*** Block opens ***

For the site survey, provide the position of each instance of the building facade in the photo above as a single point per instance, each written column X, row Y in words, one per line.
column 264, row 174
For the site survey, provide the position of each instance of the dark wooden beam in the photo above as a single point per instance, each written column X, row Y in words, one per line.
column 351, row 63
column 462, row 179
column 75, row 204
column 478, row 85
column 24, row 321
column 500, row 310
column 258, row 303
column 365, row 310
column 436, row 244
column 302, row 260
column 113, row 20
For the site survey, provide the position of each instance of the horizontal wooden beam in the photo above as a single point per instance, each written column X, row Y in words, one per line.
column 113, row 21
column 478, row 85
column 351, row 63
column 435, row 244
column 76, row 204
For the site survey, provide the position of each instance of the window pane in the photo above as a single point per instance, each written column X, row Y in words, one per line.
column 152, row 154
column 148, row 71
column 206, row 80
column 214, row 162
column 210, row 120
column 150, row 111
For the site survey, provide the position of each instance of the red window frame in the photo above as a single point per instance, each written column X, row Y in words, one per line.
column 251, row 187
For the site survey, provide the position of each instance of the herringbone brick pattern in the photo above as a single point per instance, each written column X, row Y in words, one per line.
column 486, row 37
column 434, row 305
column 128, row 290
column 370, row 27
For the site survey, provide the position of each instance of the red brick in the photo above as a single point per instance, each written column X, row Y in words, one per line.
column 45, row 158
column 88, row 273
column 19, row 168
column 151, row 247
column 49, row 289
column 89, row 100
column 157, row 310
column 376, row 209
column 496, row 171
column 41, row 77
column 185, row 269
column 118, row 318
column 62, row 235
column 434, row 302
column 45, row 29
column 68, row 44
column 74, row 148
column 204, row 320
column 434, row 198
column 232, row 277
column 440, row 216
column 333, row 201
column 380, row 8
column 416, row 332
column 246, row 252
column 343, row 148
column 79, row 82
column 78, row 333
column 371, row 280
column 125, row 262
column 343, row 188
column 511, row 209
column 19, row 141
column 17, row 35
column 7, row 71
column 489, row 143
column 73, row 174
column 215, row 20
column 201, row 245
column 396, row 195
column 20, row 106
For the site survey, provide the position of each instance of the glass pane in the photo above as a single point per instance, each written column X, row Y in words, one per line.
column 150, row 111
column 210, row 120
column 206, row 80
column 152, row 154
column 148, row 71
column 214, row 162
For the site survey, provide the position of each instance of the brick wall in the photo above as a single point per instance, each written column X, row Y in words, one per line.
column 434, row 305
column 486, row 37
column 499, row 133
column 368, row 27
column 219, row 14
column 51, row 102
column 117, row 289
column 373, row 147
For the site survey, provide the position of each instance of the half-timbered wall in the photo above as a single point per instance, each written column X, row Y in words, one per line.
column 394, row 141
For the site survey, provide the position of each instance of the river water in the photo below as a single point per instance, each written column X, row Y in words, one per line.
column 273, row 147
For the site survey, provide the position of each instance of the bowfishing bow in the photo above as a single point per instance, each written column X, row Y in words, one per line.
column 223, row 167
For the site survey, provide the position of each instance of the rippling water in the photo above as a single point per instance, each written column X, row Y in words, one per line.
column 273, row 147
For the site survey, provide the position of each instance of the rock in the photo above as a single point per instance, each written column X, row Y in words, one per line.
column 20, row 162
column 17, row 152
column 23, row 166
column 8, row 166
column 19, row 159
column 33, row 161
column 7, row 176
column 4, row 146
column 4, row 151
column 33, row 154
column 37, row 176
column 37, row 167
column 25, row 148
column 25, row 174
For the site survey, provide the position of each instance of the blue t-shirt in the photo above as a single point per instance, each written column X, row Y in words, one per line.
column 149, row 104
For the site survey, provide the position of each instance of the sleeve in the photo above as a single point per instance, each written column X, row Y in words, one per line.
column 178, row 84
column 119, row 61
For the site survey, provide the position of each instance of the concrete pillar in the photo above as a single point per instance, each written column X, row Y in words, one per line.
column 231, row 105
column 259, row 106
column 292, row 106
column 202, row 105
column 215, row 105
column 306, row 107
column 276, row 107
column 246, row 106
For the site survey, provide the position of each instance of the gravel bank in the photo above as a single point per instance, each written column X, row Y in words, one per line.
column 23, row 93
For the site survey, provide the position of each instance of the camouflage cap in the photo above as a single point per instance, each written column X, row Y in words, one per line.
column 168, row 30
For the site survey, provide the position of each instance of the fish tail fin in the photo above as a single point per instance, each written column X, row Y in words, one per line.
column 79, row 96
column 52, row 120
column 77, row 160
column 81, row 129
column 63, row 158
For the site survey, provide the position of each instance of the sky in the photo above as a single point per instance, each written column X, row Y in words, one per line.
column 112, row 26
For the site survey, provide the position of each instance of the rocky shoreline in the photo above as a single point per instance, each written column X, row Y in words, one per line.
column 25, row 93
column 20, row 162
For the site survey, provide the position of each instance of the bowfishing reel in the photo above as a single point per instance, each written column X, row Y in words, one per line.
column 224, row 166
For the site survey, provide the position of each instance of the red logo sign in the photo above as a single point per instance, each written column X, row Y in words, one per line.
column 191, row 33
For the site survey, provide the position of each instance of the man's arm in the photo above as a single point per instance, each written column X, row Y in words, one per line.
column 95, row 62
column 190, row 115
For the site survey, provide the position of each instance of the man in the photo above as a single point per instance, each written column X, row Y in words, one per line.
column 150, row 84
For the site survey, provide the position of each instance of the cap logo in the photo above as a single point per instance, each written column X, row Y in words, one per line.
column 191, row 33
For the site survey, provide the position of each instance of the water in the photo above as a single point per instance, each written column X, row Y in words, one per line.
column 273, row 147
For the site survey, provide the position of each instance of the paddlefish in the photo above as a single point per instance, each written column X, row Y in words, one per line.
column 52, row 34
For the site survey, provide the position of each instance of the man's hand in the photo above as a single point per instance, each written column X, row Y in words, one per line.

*** Block closes ***

• _HOW TO COMPLETE THIS TASK_
This exercise requires all the entries to be written out again exactly.

• _ANSWER SECTION_
For the site survey, provide the position of each instance of the building facade in the photo above as a single point per instance, each written column X, row Y in words, one per line.
column 264, row 174
For the site survey, provide the position of each instance of the dark wooden beam in the photo above as a single point per instance, each written column X, row Y in words, one per line.
column 351, row 63
column 462, row 179
column 75, row 204
column 478, row 85
column 24, row 321
column 500, row 310
column 258, row 303
column 365, row 310
column 436, row 244
column 302, row 260
column 113, row 20
For the site survey, provide the position of each instance of the horizontal wooden beam in the photo above as a single point per instance, each written column X, row Y in words, one per line.
column 113, row 21
column 478, row 85
column 351, row 63
column 435, row 244
column 76, row 204
For the site survey, provide the position of each instance of the window pane in the photo above as a single point per instance, each written column X, row Y in words, one per line.
column 152, row 154
column 148, row 71
column 206, row 80
column 214, row 162
column 210, row 120
column 150, row 111
For the site survey, provide the position of each instance of the red window frame in the photo above as a single point per instance, each written column X, row Y in words, one per line.
column 251, row 187
For the site survey, provide the position of each instance of the herringbone brick pattern in the photo above as a single point per instance, each written column X, row Y in words, one per line.
column 486, row 37
column 434, row 305
column 128, row 290
column 370, row 27
For the site survey, provide the position of each instance of the red brick in the photo above as a single point per instance, each written column X, row Y in words, one per line.
column 45, row 158
column 88, row 273
column 19, row 168
column 151, row 247
column 49, row 289
column 89, row 100
column 157, row 310
column 376, row 209
column 496, row 171
column 41, row 77
column 185, row 269
column 118, row 318
column 62, row 235
column 434, row 302
column 45, row 29
column 68, row 44
column 74, row 148
column 204, row 320
column 434, row 198
column 232, row 277
column 440, row 216
column 333, row 201
column 380, row 8
column 416, row 332
column 246, row 252
column 343, row 148
column 79, row 82
column 78, row 333
column 371, row 280
column 125, row 262
column 343, row 188
column 511, row 209
column 19, row 141
column 17, row 35
column 7, row 71
column 489, row 143
column 73, row 174
column 215, row 20
column 201, row 245
column 396, row 195
column 20, row 106
For the site survey, provide the position of each instance of the glass pane in the photo above as a single point per instance, each written column X, row Y in words, one per line.
column 150, row 111
column 210, row 120
column 206, row 80
column 152, row 154
column 148, row 71
column 214, row 162
For the site survey, provide the position of each instance of the brick wall in the photo above as a single point per instance, each written column X, row Y in words, one per line.
column 434, row 305
column 486, row 37
column 499, row 133
column 368, row 27
column 219, row 14
column 51, row 102
column 117, row 289
column 373, row 147
For the site survey, provide the position of each instance of the half-timbered wall in the photo above as a single point per instance, each written column X, row Y in words, one per line.
column 394, row 141
For the site survey, provide the position of each instance of the river water in the photo below as a single point per instance, each written column X, row Y in words, one per line.
column 273, row 147
For the site survey, provide the position of each instance of the bowfishing bow in the photo above as a single point per instance, each written column X, row Y in words, one per line.
column 223, row 167
For the site survey, provide the position of each instance of the rippling water in the photo above as a single point per instance, each written column X, row Y in words, one per line.
column 273, row 147
For the site survey, provide the position of each instance of the rock in the photo above as a single point per instance, each written column X, row Y in words, one per line.
column 20, row 162
column 17, row 152
column 23, row 166
column 8, row 166
column 19, row 159
column 33, row 161
column 7, row 176
column 4, row 146
column 4, row 151
column 33, row 154
column 37, row 176
column 37, row 167
column 25, row 148
column 25, row 174
For the site survey, provide the position of each instance of the blue t-shirt in the photo above as a single point per instance, each written column X, row Y in words, one per line.
column 149, row 104
For the site survey, provide the position of each instance of the sleeve in the photo above as a single point per instance, each written column X, row Y in words, one per line.
column 178, row 84
column 119, row 61
For the site survey, provide the position of each instance of the concrete pillar in the photo above as a single point per instance, each written column X, row Y in words, one per line.
column 231, row 105
column 259, row 106
column 292, row 106
column 202, row 105
column 215, row 105
column 306, row 107
column 276, row 107
column 246, row 106
For the site survey, provide the position of each instance of the gravel bank in the photo above as a single point per instance, each written column X, row Y in words, one per line.
column 23, row 93
For the site survey, provide the position of each instance of the camouflage cap in the photo above as a single point per instance, each written column X, row Y in words, one per line.
column 168, row 30
For the site survey, provide the position of each instance of the fish tail fin in the photo above as a single point per instance, each written column X, row Y in words, one per line.
column 79, row 96
column 52, row 120
column 77, row 160
column 81, row 129
column 63, row 158
For the site survey, provide the position of each instance of the sky in the photo above as a single point per instance, each written column X, row Y in words, one per line.
column 112, row 26
For the site survey, provide the position of each instance of the rocky shoreline in the photo above as a single point per instance, each written column X, row Y in words, one per line.
column 25, row 93
column 20, row 162
For the site survey, provide the position of each instance of the bowfishing reel in the photo above as a single point per instance, each written column X, row Y in words, one per line.
column 224, row 166
For the site survey, provide the position of each instance of the red logo sign in the photo above as a single point per instance, each written column X, row Y in words, one per line.
column 191, row 33
For the site survey, provide the position of each instance of the man's arm in the photo above as a single point per instance, each written column X, row Y in words, one per line.
column 95, row 62
column 190, row 115
For the site survey, provide the position of each instance of the man in the photo above as a single point per instance, each written column X, row Y in words, one per line.
column 150, row 84
For the site survey, provide the position of each instance of the cap logo in the photo above as a single point per instance, each written column X, row Y in words, one per line.
column 191, row 33
For the site survey, provide the position of each instance of the water in the photo above as a single point per instance, each written column X, row Y in words, one per line.
column 273, row 147
For the site survey, provide the position of each instance of the paddlefish in the photo above as a single point per instance, each written column X, row Y in words, one per line.
column 52, row 34
For the site survey, provide the position of each instance of the man's hand in the photo above as a single point per instance, each written column X, row Y in words, one per line.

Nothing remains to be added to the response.